*What you have to do*: Return each line of the records below unchanged, omitting the pictures.

*Input records*:
********************

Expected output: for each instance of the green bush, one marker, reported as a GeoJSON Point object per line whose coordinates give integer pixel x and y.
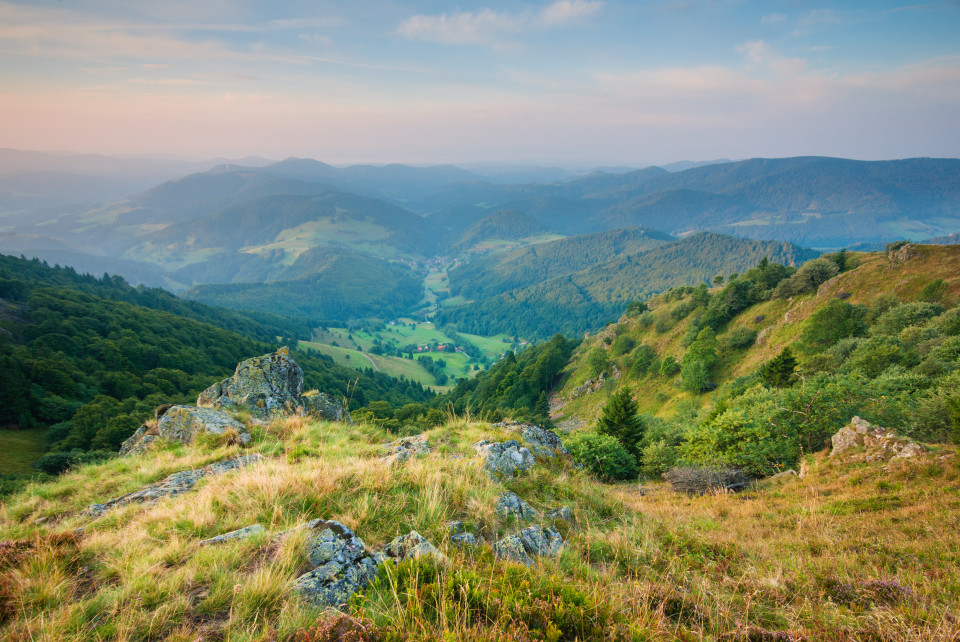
{"type": "Point", "coordinates": [658, 457]}
{"type": "Point", "coordinates": [740, 338]}
{"type": "Point", "coordinates": [602, 455]}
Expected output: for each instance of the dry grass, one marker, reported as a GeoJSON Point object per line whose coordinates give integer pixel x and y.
{"type": "Point", "coordinates": [823, 558]}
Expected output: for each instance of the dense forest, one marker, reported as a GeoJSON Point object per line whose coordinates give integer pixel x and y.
{"type": "Point", "coordinates": [587, 299]}
{"type": "Point", "coordinates": [753, 392]}
{"type": "Point", "coordinates": [324, 283]}
{"type": "Point", "coordinates": [90, 358]}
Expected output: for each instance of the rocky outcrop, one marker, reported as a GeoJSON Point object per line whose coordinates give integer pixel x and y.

********************

*Written answer*:
Expected output: for each instance of the green bush, one marker, reported as a GeoJSON Point object per line whose coordinates give integer pixel x and y.
{"type": "Point", "coordinates": [658, 457]}
{"type": "Point", "coordinates": [740, 338]}
{"type": "Point", "coordinates": [602, 455]}
Expected output: for each instance of the dry grass, one marker, reported as a GeoJSON Point object per line whose coordinates give integer pixel x and y.
{"type": "Point", "coordinates": [823, 558]}
Expected output: for each instance of the dense forest, one marker, reported as a GeoJSON Point object per line whose coordinates give integer pixel x and y.
{"type": "Point", "coordinates": [587, 299]}
{"type": "Point", "coordinates": [753, 392]}
{"type": "Point", "coordinates": [324, 283]}
{"type": "Point", "coordinates": [90, 358]}
Expected output: for each instance of the rocky outcrop, one marker, reported as a GeoJSON Point object per line whose coordinates give integer pixel x and y.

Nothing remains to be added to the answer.